Each of our 25 Council Members hold important roles in the Montgomery County food system. These roles range from food assistance work, to running a composting business, to farming, and their work significantly impacts and improves the Montgomery County community. Bruce Baker, who became a Food Council member in January 2018, is the founder of Community Health and Empowerment through Education and Research (CHEER). CHEER works specifically in the Takoma Park/Long Branch area to address health disparities and increase equity for Takoma Park/Long Branch residents.
Prior to founding CHEER, Bruce was a federal government researcher with the Government Accountability Office. Mid-career, he became heavily engaged in his community and began serving on an advisory board for the City of Takoma Park. In this role, he and his colleagues in Takoma Park and Long Branch saw a need for research to learn more about their communities. They found that there were significant disparities in health outcomes and health care access between renters (mostly lower income immigrants and minorities), and home owners (mostly higher income residents). Bruce believed that a holistic, community-based approach that was data driven, people centered, and results oriented could lead to big community changes. Together with another budget professional, Andrew Kleine, they established CHEER in 2009 to facilitate this approach in Takoma Park.

→ Work instructions
1. Answer these questions from the passage on Bruce Baker:
(a) When did Bruce Baker become a Food Council member?
(b) Which agency employed Bruce as a federal government researcher?
(c) In what year was CHEER established?
2. Copy the portion of the passage on Bruce Baker that starts with the words "Each of our" and ends with "Park/Long Branch residents.".

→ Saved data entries
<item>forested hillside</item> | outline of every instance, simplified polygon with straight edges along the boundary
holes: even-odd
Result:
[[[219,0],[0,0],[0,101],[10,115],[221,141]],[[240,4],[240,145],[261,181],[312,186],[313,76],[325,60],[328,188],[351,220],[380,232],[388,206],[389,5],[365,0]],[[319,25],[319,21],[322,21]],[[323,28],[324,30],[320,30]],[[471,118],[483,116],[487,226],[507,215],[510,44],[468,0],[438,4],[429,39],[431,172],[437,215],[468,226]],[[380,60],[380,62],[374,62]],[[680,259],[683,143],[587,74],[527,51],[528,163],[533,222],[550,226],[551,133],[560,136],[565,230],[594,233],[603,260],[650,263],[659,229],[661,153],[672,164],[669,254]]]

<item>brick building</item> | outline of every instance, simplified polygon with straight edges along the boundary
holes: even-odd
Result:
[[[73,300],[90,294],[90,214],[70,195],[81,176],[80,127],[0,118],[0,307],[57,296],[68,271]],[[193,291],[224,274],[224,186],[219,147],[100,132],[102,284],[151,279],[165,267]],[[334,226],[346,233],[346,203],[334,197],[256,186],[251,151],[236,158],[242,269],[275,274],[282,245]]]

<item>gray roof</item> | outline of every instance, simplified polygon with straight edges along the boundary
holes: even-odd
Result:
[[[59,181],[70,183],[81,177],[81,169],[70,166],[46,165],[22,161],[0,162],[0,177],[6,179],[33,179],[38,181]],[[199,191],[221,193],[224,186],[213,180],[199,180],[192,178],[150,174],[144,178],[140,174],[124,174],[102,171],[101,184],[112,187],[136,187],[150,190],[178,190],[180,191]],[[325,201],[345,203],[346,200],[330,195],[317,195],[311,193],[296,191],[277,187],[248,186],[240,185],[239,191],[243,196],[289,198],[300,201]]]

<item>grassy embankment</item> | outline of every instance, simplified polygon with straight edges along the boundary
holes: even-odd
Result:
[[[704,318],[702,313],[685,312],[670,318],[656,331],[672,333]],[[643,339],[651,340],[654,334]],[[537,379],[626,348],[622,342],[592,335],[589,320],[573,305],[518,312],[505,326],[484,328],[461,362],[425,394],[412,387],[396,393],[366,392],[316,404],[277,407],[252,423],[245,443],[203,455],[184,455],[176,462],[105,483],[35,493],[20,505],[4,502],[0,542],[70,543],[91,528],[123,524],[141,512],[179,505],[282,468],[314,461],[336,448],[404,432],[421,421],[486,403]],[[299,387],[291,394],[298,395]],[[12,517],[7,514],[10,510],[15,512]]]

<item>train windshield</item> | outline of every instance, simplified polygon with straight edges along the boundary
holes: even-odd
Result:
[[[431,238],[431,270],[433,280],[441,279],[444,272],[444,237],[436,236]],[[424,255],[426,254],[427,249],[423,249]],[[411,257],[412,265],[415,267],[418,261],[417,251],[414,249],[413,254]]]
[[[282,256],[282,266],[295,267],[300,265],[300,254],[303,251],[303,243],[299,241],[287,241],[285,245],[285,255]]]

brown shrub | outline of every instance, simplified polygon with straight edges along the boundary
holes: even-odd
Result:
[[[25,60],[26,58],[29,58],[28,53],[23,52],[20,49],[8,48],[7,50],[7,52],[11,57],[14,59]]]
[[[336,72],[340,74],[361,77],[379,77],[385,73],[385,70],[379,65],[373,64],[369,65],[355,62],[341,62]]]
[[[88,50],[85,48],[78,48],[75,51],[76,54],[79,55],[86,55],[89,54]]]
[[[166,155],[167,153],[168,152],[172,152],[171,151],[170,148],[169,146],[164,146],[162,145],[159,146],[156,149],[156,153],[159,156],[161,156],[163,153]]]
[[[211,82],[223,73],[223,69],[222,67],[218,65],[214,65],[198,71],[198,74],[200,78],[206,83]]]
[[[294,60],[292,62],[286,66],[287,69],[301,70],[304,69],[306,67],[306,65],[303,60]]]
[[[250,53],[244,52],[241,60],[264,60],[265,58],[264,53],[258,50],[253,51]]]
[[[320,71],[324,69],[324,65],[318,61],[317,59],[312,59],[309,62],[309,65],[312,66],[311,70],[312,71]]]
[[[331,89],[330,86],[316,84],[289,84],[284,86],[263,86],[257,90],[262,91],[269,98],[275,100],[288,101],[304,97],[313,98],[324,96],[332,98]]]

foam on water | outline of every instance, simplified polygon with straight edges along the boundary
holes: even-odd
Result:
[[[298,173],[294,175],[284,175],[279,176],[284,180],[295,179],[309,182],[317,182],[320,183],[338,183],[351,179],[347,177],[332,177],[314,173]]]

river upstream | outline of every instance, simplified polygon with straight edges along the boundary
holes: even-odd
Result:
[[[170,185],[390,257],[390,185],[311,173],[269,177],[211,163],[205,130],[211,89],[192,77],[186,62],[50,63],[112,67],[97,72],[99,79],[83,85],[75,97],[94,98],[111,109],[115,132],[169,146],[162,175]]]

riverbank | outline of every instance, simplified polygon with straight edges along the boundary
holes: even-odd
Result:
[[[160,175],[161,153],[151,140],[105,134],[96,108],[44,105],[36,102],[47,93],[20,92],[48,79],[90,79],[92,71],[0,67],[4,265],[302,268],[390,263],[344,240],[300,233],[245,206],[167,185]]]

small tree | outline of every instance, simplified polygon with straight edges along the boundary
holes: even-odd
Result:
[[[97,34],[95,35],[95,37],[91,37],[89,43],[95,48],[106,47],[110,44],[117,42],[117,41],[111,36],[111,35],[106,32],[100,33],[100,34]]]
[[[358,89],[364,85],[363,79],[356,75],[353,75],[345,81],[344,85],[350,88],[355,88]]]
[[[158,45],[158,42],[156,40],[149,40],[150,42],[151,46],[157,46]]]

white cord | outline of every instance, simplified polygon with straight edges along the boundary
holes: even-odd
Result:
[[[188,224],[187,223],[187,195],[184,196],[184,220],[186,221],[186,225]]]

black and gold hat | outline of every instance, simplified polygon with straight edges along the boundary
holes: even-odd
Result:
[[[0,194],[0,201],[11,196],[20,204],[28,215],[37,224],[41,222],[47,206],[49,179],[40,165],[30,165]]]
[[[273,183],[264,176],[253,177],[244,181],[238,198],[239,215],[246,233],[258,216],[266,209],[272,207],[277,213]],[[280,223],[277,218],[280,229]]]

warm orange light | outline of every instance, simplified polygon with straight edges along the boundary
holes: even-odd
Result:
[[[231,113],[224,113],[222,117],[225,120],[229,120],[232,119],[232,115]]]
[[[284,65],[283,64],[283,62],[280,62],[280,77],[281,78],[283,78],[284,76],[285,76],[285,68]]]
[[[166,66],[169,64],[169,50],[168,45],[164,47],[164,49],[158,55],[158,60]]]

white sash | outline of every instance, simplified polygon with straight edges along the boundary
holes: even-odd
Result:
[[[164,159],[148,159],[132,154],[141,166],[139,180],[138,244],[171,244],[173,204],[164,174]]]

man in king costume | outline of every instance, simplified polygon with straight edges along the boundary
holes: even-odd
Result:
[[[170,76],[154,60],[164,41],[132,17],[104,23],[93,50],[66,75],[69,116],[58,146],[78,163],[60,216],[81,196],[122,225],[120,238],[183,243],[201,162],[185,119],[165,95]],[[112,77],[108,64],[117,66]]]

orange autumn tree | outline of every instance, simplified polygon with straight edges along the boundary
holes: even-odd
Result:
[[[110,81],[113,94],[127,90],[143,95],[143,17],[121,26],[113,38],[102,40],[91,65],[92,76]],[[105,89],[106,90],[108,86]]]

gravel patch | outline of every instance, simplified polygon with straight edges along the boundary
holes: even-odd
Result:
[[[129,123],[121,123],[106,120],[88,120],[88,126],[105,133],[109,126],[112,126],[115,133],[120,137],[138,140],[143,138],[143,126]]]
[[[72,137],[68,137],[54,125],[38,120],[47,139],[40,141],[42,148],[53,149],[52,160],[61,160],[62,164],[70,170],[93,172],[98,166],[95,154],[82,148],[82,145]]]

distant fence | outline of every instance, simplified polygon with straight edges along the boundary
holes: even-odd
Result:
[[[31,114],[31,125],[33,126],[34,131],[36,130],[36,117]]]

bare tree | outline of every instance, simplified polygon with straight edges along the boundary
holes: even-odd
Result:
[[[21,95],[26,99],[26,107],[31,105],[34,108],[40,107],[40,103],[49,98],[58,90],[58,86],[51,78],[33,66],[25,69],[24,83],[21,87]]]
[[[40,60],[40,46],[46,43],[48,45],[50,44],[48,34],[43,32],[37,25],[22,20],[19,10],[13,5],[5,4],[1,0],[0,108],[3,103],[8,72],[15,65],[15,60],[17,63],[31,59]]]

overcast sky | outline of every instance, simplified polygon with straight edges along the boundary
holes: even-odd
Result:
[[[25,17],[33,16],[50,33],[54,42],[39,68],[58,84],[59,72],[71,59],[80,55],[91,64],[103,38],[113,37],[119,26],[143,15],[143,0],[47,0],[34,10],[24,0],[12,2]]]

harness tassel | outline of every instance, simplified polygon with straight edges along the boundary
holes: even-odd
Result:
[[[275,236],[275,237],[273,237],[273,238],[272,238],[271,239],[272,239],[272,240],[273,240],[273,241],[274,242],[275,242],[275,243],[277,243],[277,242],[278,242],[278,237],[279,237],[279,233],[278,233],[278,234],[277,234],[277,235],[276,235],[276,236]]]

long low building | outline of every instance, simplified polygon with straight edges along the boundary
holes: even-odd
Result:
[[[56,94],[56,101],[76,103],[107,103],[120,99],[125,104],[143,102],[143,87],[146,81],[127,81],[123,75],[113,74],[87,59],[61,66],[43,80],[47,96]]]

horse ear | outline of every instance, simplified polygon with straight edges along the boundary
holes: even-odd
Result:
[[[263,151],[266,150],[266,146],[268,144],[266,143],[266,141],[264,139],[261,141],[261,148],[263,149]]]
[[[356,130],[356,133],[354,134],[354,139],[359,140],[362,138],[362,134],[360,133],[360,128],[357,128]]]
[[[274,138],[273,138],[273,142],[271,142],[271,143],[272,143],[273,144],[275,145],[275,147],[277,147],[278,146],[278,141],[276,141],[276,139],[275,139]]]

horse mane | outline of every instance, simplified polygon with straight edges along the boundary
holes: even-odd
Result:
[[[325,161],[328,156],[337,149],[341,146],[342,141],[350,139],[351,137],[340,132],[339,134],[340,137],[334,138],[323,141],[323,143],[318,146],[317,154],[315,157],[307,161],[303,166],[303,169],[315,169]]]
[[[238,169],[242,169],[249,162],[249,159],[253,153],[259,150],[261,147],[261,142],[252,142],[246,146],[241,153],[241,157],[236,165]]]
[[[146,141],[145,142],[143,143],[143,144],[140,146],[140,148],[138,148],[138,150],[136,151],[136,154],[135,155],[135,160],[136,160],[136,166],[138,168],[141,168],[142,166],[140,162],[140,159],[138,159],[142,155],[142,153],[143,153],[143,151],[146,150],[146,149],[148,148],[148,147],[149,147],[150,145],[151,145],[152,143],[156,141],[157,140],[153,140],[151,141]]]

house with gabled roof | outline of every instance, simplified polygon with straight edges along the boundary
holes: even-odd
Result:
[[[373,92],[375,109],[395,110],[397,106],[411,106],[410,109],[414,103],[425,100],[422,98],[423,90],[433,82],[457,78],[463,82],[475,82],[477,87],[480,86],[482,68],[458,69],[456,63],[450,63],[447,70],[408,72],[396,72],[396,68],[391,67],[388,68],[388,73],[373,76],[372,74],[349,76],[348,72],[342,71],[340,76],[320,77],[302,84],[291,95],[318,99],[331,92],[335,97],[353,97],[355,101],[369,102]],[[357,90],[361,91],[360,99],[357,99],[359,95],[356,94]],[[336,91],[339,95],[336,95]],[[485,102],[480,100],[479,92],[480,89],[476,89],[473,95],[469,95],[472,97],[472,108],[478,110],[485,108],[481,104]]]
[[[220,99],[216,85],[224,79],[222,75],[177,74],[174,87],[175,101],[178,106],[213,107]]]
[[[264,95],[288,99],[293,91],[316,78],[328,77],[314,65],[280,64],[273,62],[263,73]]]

→ Solutions for each task
1.
(a) January 2018
(b) The Government Accountability Office
(c) 2009

2.
Each of our 25 Council Members hold important roles in the Montgomery County food system. These roles range from food assistance work, to running a composting business, to farming, and their work significantly impacts and improves the Montgomery County community. Bruce Baker, who became a Food Council member in January 2018, is the founder of Community Health and Empowerment through Education and Research (CHEER). CHEER works specifically in the Takoma Park/Long Branch area to address health disparities and increase equity for Takoma Park/Long Branch residents.